Annotated coordinate listing >>
□ □ □ □ □

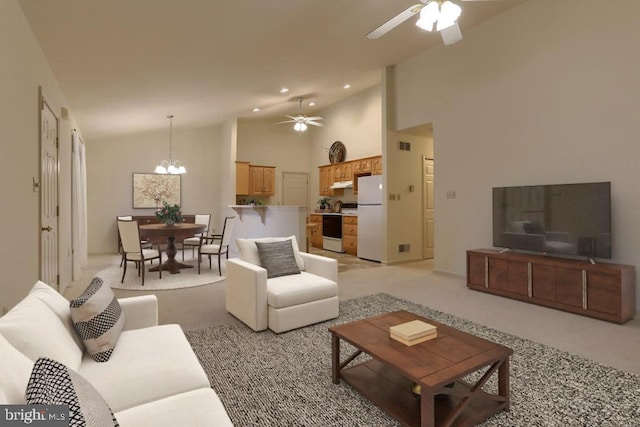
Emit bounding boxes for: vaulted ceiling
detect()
[20,0,524,139]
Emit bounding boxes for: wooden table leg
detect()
[498,356,510,411]
[331,333,340,384]
[420,387,436,427]
[149,236,193,274]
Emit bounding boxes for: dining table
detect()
[138,223,207,274]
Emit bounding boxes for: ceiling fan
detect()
[367,0,493,45]
[276,97,324,133]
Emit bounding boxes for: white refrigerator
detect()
[358,175,383,262]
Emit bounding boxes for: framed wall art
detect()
[133,173,182,209]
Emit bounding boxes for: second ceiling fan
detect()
[276,97,324,133]
[367,0,493,45]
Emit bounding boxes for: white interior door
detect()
[282,172,309,208]
[422,156,434,259]
[40,100,58,289]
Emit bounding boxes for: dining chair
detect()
[198,216,236,276]
[118,220,162,286]
[116,215,153,267]
[182,214,211,261]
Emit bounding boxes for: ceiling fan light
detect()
[438,0,462,23]
[436,18,456,31]
[293,122,307,133]
[416,1,440,31]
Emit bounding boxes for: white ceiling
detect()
[20,0,524,139]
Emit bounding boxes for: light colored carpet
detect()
[96,260,224,291]
[187,294,640,427]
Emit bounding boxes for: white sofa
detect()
[226,236,339,333]
[0,282,233,427]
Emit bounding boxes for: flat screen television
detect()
[493,182,611,258]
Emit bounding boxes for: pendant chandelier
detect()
[155,115,187,175]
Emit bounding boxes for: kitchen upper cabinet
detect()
[319,165,334,196]
[371,156,382,175]
[333,162,354,182]
[351,158,372,175]
[249,165,276,196]
[236,162,251,196]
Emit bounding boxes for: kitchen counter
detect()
[229,205,307,257]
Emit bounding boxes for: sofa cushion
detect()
[267,271,338,308]
[0,335,33,405]
[25,357,118,427]
[236,236,304,271]
[29,280,84,351]
[116,387,233,427]
[78,325,210,413]
[70,277,124,362]
[256,240,300,279]
[0,294,82,369]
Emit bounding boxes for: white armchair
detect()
[226,236,339,333]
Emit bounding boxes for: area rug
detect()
[96,260,225,291]
[187,294,640,427]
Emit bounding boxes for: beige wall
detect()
[237,119,315,205]
[395,0,640,308]
[307,86,382,209]
[385,130,437,263]
[237,86,382,209]
[87,126,222,253]
[0,0,82,313]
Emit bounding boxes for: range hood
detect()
[329,181,353,190]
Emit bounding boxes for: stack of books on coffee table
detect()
[389,320,438,345]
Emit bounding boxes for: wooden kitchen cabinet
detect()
[371,156,382,175]
[467,249,636,323]
[352,157,373,176]
[249,165,276,196]
[236,162,251,196]
[333,162,353,182]
[342,215,358,255]
[309,215,322,249]
[319,165,334,196]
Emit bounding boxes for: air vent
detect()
[398,141,411,151]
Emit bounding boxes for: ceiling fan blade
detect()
[367,0,426,40]
[440,22,462,46]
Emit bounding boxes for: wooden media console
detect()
[467,249,636,323]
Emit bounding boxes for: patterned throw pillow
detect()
[70,277,124,362]
[25,357,120,427]
[256,240,300,279]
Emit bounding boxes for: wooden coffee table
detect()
[329,310,513,427]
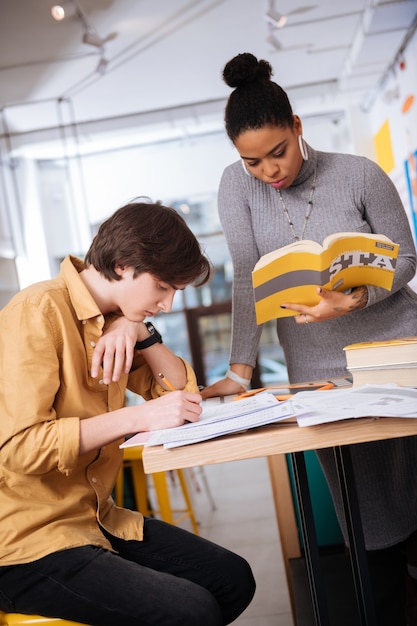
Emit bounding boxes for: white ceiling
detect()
[0,0,417,143]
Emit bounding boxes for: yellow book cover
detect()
[252,232,399,324]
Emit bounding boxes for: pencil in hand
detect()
[158,372,176,391]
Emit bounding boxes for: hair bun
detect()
[223,52,272,88]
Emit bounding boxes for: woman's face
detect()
[235,115,303,189]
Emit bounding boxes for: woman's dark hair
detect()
[223,52,294,143]
[85,202,212,286]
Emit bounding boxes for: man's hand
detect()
[91,317,139,385]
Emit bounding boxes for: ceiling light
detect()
[96,57,109,76]
[265,9,288,28]
[51,0,77,22]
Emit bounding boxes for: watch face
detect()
[145,322,162,343]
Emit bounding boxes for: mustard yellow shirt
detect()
[0,257,197,566]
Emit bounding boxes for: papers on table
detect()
[120,393,292,448]
[288,385,417,426]
[120,385,417,448]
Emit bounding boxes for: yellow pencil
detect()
[158,372,176,391]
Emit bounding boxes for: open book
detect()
[252,232,399,324]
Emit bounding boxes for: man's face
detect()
[114,267,185,322]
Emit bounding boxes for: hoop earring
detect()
[298,135,308,161]
[240,159,252,176]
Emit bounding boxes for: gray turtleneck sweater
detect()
[218,146,417,550]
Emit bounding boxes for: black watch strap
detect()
[135,322,163,350]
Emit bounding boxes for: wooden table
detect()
[142,417,417,626]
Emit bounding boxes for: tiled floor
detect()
[154,458,293,626]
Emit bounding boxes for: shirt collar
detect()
[61,255,102,320]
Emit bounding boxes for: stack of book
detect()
[344,337,417,387]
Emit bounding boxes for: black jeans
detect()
[0,518,255,626]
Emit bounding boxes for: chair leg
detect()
[177,469,199,535]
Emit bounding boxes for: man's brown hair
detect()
[85,202,212,286]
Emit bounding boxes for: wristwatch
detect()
[135,322,163,350]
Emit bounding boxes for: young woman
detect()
[0,202,255,626]
[202,53,417,626]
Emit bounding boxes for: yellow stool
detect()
[115,446,199,535]
[0,611,86,626]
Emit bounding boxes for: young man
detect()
[0,202,255,626]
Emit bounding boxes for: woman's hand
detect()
[283,286,368,324]
[91,317,143,385]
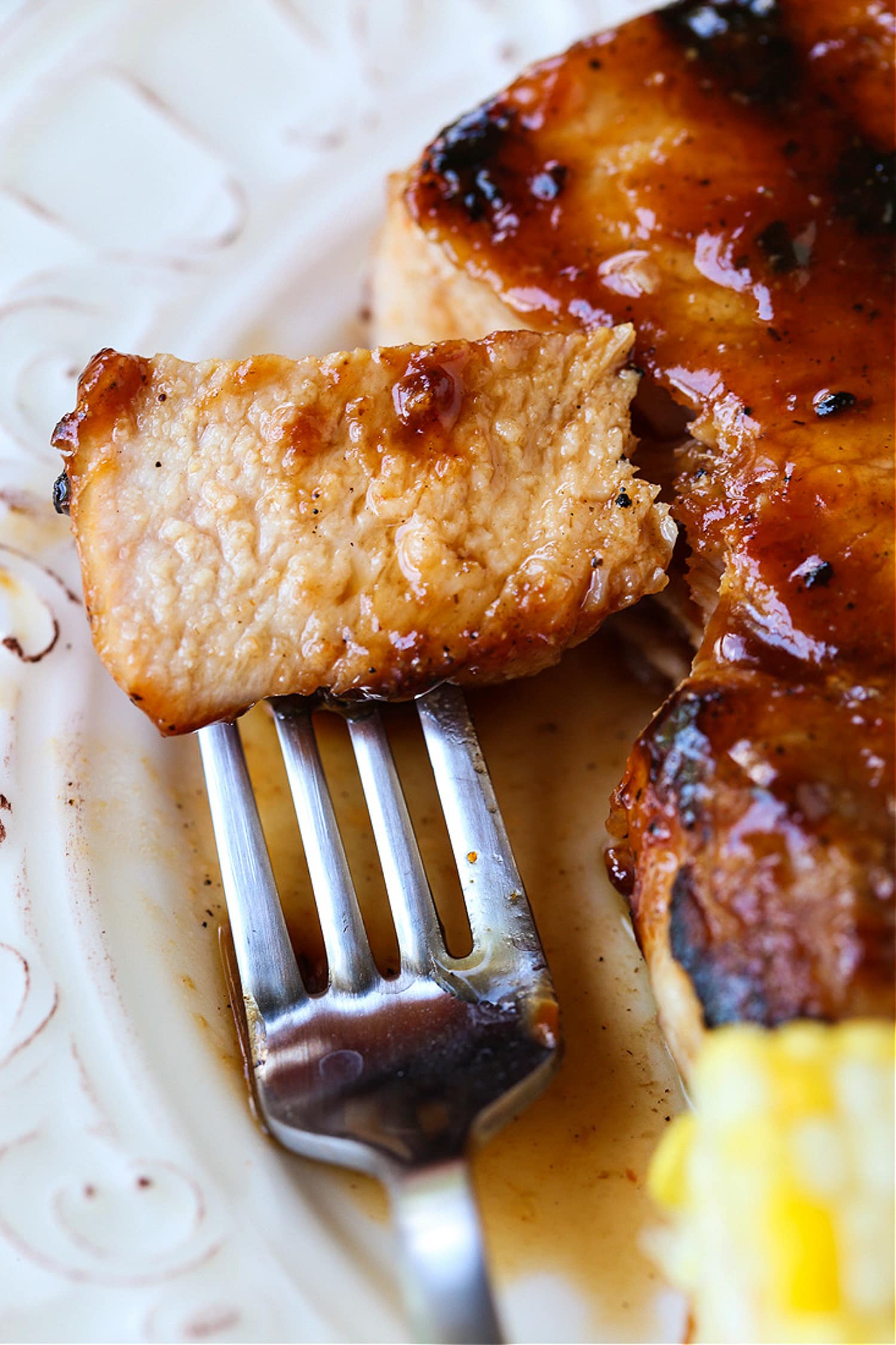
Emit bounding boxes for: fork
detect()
[199,684,561,1345]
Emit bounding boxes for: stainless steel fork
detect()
[199,685,560,1345]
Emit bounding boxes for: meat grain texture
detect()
[54,327,676,733]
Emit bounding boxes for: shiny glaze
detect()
[406,0,893,1038]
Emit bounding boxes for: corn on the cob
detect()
[650,1021,895,1345]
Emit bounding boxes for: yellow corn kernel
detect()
[768,1189,839,1313]
[647,1115,697,1209]
[647,1021,896,1345]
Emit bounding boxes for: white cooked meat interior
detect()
[54,327,674,733]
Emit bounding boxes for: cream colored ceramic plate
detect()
[0,0,681,1341]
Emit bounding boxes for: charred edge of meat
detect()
[668,865,769,1028]
[422,102,516,222]
[833,141,896,234]
[53,472,71,514]
[656,0,799,106]
[643,690,722,831]
[756,219,809,273]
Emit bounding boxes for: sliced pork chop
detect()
[377,0,896,1070]
[54,327,676,733]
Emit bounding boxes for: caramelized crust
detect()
[54,328,676,733]
[393,0,893,1065]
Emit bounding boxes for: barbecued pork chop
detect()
[377,0,893,1068]
[54,327,676,733]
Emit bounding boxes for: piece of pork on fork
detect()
[54,327,676,733]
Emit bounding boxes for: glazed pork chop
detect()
[377,0,893,1068]
[54,327,676,733]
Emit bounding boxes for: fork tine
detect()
[348,709,445,971]
[417,682,544,963]
[199,724,305,1017]
[271,697,378,991]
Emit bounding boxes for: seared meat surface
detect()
[54,327,676,733]
[378,0,893,1067]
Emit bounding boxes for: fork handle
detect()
[389,1158,503,1345]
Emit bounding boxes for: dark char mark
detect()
[656,0,798,106]
[834,141,896,234]
[668,865,768,1028]
[422,102,515,220]
[53,472,71,514]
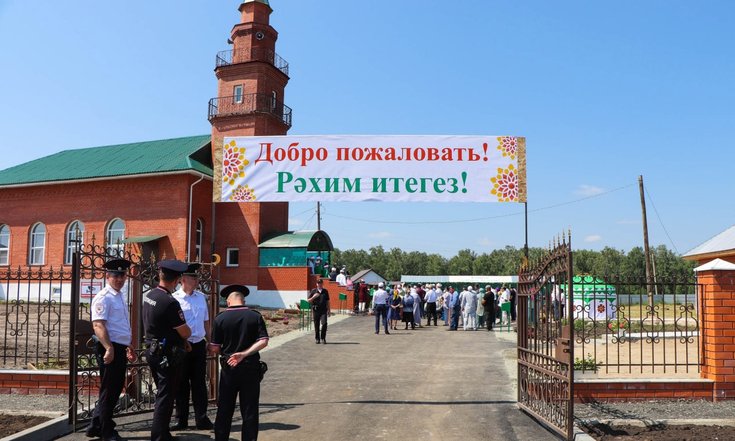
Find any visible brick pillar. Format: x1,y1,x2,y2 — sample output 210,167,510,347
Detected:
697,270,735,401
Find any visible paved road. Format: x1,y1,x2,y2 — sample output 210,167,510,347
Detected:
64,317,555,441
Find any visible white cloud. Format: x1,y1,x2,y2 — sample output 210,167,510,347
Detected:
574,184,605,197
368,231,392,239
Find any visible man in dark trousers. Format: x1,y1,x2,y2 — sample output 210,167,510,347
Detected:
306,279,331,344
171,263,214,430
86,259,135,440
143,260,191,441
209,285,268,441
481,286,495,331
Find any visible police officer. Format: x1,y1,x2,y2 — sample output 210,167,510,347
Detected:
306,279,330,344
143,260,191,441
209,285,268,441
171,263,214,430
86,259,135,440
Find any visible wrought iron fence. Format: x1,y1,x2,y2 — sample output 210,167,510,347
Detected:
208,93,292,127
568,276,703,376
69,238,218,428
0,267,72,369
216,47,288,76
517,236,575,440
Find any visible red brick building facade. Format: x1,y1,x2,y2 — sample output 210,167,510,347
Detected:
0,0,324,306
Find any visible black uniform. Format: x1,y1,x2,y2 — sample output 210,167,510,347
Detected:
309,288,329,343
143,287,186,441
212,306,268,441
482,289,495,331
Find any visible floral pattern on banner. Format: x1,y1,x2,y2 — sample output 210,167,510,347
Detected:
498,136,518,160
222,140,250,185
490,164,518,202
230,184,255,202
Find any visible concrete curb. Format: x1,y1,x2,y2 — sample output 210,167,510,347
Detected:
0,412,72,441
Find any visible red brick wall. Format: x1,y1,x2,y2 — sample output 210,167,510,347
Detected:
0,371,75,395
574,380,714,403
697,271,735,400
258,266,310,294
0,174,212,266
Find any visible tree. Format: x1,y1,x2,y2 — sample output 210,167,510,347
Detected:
447,249,477,275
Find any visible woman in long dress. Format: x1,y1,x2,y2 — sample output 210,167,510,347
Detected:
402,294,416,329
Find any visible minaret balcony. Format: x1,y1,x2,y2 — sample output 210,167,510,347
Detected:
209,93,291,127
215,47,288,76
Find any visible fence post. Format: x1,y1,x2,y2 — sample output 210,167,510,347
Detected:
697,269,735,401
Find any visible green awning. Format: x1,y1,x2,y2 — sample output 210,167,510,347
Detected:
258,231,334,251
123,234,166,243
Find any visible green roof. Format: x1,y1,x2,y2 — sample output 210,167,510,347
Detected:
258,231,334,251
0,135,212,186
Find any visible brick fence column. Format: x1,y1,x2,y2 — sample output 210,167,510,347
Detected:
697,270,735,401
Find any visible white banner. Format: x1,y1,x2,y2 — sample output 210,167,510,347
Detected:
215,135,526,202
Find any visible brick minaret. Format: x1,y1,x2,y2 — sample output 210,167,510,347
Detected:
209,0,291,286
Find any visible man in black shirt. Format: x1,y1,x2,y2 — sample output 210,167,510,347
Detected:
306,279,330,344
208,285,268,441
481,286,495,331
143,260,191,441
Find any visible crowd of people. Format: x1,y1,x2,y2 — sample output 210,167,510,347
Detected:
362,280,517,334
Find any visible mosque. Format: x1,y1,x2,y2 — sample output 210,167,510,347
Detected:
0,0,332,307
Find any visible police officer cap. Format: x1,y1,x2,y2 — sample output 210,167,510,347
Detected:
104,259,130,274
219,285,250,299
158,259,189,274
184,263,202,277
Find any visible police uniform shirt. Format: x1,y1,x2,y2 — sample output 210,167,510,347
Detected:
143,287,186,346
92,285,133,346
174,289,209,343
212,306,268,361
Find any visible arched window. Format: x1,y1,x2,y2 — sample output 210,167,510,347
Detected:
28,222,46,265
105,219,125,256
0,225,10,265
64,221,84,265
194,219,204,262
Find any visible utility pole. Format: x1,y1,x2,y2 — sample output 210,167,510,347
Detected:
638,175,653,306
316,202,322,231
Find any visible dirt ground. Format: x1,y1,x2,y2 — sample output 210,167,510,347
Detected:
0,414,51,438
0,303,299,369
582,424,735,441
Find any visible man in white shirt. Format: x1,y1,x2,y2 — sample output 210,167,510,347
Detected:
171,263,214,430
460,286,477,331
86,259,136,440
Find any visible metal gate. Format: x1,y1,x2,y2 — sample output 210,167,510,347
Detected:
518,234,574,440
69,237,219,430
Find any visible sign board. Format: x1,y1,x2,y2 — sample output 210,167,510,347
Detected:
214,135,526,202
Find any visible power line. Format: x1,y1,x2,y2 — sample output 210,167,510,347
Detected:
645,188,679,254
329,184,636,225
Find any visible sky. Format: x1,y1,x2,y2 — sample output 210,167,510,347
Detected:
0,0,735,257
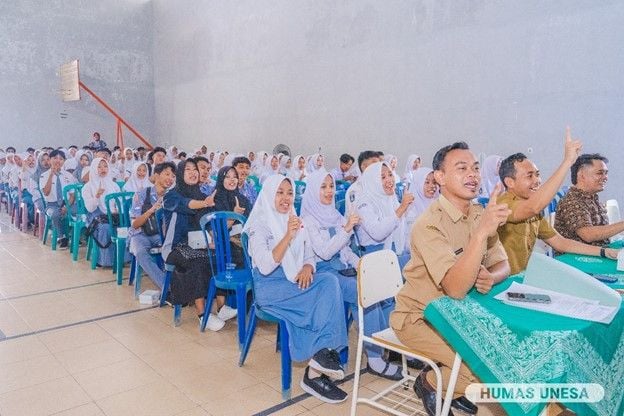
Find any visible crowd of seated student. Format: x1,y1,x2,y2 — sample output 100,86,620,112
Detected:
0,126,624,414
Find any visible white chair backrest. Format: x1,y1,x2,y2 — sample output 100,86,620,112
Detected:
358,250,403,308
606,199,620,224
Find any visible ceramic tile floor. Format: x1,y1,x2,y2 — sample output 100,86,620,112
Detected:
0,213,503,416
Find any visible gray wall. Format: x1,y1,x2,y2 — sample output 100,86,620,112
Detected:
0,0,154,151
154,0,624,200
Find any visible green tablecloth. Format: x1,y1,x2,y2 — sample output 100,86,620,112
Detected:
425,275,624,416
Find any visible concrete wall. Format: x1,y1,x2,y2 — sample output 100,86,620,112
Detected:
0,0,154,150
154,0,624,199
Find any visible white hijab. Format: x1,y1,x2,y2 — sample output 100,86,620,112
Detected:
403,154,420,182
407,167,440,226
243,175,305,282
82,157,120,213
301,169,345,227
124,162,152,192
357,162,406,254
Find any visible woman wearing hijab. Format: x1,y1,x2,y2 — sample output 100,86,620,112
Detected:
355,162,414,267
306,153,325,175
481,155,503,197
405,168,440,240
244,175,347,403
162,159,225,331
288,155,308,182
301,169,403,380
82,157,121,267
279,155,292,176
74,150,91,184
402,154,420,183
385,155,401,185
124,162,152,192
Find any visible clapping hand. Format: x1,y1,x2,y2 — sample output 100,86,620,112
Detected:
479,183,511,237
563,127,583,165
475,265,494,295
286,213,301,241
234,196,245,215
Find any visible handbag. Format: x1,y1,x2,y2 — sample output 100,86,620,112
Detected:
85,214,119,249
141,186,160,237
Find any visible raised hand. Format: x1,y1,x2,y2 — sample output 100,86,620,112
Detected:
475,265,494,294
234,196,245,214
286,214,301,240
344,214,360,233
401,190,414,207
563,126,583,165
478,182,511,237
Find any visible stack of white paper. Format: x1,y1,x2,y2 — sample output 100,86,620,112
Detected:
494,282,618,324
495,253,622,324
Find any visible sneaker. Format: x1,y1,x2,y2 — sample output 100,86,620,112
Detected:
310,348,344,380
57,237,69,250
217,305,238,321
197,313,225,332
300,367,347,403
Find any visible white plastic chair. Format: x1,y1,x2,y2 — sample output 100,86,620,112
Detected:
351,250,462,416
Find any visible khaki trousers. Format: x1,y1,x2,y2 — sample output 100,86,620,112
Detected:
394,317,478,398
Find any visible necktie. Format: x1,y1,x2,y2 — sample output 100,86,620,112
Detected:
56,175,63,203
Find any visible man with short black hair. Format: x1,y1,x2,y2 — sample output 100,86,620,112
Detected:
390,142,510,416
345,150,383,217
128,162,176,290
498,130,618,274
232,156,258,206
39,150,76,249
89,131,108,151
555,153,624,247
331,153,357,183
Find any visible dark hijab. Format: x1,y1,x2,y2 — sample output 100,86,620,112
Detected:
173,159,212,229
215,166,251,217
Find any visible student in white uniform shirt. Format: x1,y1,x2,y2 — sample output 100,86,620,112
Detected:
39,150,76,249
345,150,381,216
356,162,414,267
301,169,403,380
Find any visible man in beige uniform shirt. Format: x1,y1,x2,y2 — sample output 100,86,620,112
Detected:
390,142,510,415
498,129,618,274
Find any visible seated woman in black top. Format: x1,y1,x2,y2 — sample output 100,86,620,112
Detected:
162,159,225,331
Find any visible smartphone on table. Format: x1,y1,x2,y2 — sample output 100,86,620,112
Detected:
507,292,551,303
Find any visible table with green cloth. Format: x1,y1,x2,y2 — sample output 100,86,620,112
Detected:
425,274,624,416
555,241,624,289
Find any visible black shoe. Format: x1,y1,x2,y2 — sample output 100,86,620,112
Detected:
57,237,69,250
310,348,344,380
451,396,479,415
300,367,347,403
366,361,403,381
414,372,453,416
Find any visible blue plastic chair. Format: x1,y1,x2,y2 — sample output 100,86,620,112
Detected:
238,233,351,400
63,183,87,261
105,192,134,285
199,211,252,349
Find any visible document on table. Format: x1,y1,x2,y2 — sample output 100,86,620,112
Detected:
494,282,619,324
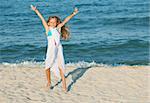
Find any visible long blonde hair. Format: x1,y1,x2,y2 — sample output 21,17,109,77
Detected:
47,16,70,40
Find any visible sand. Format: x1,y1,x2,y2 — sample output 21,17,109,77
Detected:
0,65,150,103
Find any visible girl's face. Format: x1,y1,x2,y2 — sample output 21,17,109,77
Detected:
48,18,57,28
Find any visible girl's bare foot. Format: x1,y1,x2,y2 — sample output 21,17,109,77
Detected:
45,83,51,91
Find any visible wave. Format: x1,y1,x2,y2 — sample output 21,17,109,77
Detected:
97,16,150,26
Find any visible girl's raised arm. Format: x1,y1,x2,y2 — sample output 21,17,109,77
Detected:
31,5,48,32
57,8,78,28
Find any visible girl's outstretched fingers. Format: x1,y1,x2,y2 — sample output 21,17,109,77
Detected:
73,7,79,14
30,5,36,11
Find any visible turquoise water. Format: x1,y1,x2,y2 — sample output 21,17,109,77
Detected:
0,0,150,65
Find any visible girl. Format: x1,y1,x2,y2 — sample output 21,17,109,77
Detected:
31,5,78,92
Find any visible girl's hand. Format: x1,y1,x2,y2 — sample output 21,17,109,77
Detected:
30,5,36,11
73,8,79,15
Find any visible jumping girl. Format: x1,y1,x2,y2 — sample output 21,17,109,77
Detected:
31,5,78,92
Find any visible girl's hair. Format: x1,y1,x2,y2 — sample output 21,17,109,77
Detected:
47,16,70,40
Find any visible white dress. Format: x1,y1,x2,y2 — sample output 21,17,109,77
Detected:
45,28,65,77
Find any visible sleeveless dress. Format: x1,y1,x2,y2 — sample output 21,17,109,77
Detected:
45,28,65,77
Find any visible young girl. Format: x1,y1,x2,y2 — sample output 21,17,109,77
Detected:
31,5,78,92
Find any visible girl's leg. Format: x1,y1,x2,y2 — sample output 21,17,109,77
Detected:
59,68,67,92
45,68,51,88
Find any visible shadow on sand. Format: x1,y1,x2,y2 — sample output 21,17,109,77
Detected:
51,67,91,91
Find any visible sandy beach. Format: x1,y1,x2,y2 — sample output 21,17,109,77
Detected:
0,65,150,103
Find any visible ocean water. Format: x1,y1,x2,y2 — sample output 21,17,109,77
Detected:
0,0,150,65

□ □ □ □ □

Task instructions >> Switch "power line" to "utility wire" in the listing from the line with "Find any visible metal" up to and including the line with "606,199,620,224", changing nothing else. Return only those lines and leave out the pictures.

Response >>
Find any visible metal gate. Format: x1,y1,x2,y2 — sample output 210,167,510,347
Detected:
518,234,574,440
69,237,219,430
Find any visible sign board. Format: x1,y1,x2,y2 — sample output 210,167,510,347
Detected:
214,135,526,202
Find any visible utility wire. Format: x1,y1,x2,y2 — sample output 210,167,510,347
Detected:
645,188,679,254
329,184,636,225
Find any visible sky. Format: x1,y1,x2,y2 — sample output 210,167,510,347
Detected:
0,0,735,257
Find any visible crowd of seated student. Format: x1,y1,x2,y2 — sample output 100,86,620,112
Detected:
0,126,624,414
Find any visible white chair backrest. Format: x1,y1,x2,y2 — sample output 100,86,620,112
Detected:
358,250,403,308
606,199,620,224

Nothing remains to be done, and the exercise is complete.